• **INSTRUCTION**
Render every line of the records below as a JSON list of strings, one string per line, leaving out blank lines.

• **EXERCISE INPUTS**
⟨
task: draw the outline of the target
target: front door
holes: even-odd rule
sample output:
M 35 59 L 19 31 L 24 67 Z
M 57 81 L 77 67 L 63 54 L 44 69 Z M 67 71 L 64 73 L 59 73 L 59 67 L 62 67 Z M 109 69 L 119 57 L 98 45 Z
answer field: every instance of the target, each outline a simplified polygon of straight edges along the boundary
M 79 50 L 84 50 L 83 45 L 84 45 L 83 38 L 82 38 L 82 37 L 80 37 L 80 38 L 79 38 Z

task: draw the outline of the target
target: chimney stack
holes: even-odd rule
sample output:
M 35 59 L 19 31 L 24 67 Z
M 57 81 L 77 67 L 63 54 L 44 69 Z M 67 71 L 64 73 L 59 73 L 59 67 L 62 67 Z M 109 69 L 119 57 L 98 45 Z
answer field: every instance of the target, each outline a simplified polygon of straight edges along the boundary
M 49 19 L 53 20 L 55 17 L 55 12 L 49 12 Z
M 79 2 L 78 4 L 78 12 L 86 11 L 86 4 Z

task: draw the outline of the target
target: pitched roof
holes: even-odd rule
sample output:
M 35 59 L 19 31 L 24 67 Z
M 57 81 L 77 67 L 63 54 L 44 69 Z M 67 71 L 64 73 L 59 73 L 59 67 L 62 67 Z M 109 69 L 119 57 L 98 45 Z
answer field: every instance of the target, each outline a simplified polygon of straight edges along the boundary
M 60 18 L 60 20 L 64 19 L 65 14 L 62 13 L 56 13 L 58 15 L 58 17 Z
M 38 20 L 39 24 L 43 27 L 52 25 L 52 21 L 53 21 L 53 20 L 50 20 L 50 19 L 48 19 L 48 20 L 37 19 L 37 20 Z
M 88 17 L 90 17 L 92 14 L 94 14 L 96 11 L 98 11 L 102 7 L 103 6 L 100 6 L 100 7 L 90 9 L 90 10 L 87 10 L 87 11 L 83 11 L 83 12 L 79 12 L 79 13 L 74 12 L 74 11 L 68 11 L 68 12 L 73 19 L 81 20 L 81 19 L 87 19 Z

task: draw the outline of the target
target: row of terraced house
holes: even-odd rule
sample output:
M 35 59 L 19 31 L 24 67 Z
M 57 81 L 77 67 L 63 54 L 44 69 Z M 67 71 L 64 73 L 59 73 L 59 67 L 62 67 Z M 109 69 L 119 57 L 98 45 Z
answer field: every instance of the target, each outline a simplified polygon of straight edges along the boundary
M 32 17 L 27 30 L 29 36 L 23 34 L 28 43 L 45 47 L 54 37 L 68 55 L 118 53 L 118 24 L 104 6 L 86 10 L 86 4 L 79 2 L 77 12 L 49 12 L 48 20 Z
⟩
• **RESPONSE TO THE TASK**
[
  "task: draw the outline of the target",
  "target: front door",
  "holes: even-odd rule",
  "sample output:",
  "M 35 59 L 19 31 L 24 67 Z",
  "M 57 81 L 77 67 L 63 54 L 44 69 Z M 67 71 L 64 73 L 59 73 L 59 67 L 62 67 Z M 109 69 L 119 57 L 98 45 Z",
  "answer field: every instance of the target, each outline a simplified polygon of straight edges along the boundary",
  "M 79 50 L 84 50 L 83 45 L 84 45 L 83 38 L 82 38 L 82 37 L 80 37 L 80 38 L 79 38 Z",
  "task: draw the outline of the target",
  "target: chimney stack",
  "holes: even-odd rule",
  "sample output:",
  "M 35 59 L 19 31 L 24 67 Z",
  "M 57 81 L 77 67 L 63 54 L 44 69 Z M 67 71 L 64 73 L 59 73 L 59 67 L 62 67 Z M 109 69 L 119 57 L 98 45 Z",
  "answer field: every instance of the target, each outline a simplified polygon of straight edges along the boundary",
  "M 49 19 L 53 20 L 55 17 L 55 12 L 49 12 Z",
  "M 79 2 L 78 4 L 78 12 L 86 11 L 86 4 Z",
  "task: draw the outline of the target",
  "target: pitched roof",
  "holes: even-odd rule",
  "sample output:",
  "M 35 59 L 19 31 L 24 67 Z",
  "M 57 81 L 77 67 L 63 54 L 44 69 Z M 67 71 L 64 73 L 59 73 L 59 67 L 62 67 Z M 109 69 L 119 57 L 98 45 Z",
  "answer field: every instance of the target, each outline a simplified polygon of straight edges along the boundary",
  "M 60 18 L 60 20 L 64 19 L 65 14 L 62 13 L 56 13 L 58 15 L 58 17 Z",
  "M 38 20 L 39 24 L 43 27 L 52 25 L 52 21 L 53 21 L 53 20 L 50 20 L 50 19 L 48 19 L 48 20 L 37 19 L 37 20 Z",
  "M 88 17 L 90 17 L 92 14 L 94 14 L 96 11 L 98 11 L 102 7 L 103 6 L 100 6 L 100 7 L 90 9 L 90 10 L 87 10 L 87 11 L 83 11 L 83 12 L 79 12 L 79 13 L 74 12 L 74 11 L 68 11 L 68 12 L 73 19 L 81 20 L 81 19 L 87 19 Z",
  "task: draw the outline of the target",
  "target: row of terraced house",
  "holes: even-odd rule",
  "sample output:",
  "M 35 59 L 19 31 L 24 67 Z",
  "M 57 81 L 77 67 L 63 54 L 44 69 Z M 67 71 L 64 73 L 59 73 L 59 67 L 62 67 Z M 109 69 L 119 57 L 98 45 Z",
  "answer field: every instance of the target, each outline a simplified polygon of straight edges along the boundary",
  "M 32 17 L 27 30 L 29 36 L 23 34 L 28 43 L 45 47 L 54 37 L 68 55 L 118 53 L 118 24 L 104 6 L 86 10 L 86 4 L 79 2 L 77 12 L 49 12 L 48 20 Z"
]